(Stored data)
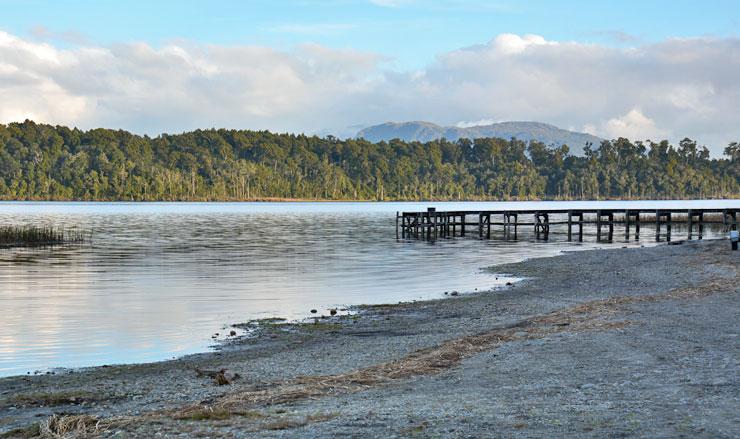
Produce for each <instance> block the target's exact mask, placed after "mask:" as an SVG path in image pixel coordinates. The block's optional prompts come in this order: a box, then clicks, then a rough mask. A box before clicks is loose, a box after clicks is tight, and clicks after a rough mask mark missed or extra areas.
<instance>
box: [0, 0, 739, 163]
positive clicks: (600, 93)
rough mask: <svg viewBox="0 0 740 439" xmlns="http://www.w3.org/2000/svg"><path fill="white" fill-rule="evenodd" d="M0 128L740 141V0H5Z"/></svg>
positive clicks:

Instructions for the task
Check the records above and copy each line that has the string "path".

Your response
Produce for each <instance> block the target's exact mask, placed after "mask:" as an SVG path in image pixel coordinates. The block's optional prompts come in this order: a box, then clicks, then a rough mask. A box before clicks is loose, a box after clicks is tight, and clicks after a rough mask mark missed or extra areas.
rough mask: <svg viewBox="0 0 740 439" xmlns="http://www.w3.org/2000/svg"><path fill="white" fill-rule="evenodd" d="M0 128L740 141V0H5Z"/></svg>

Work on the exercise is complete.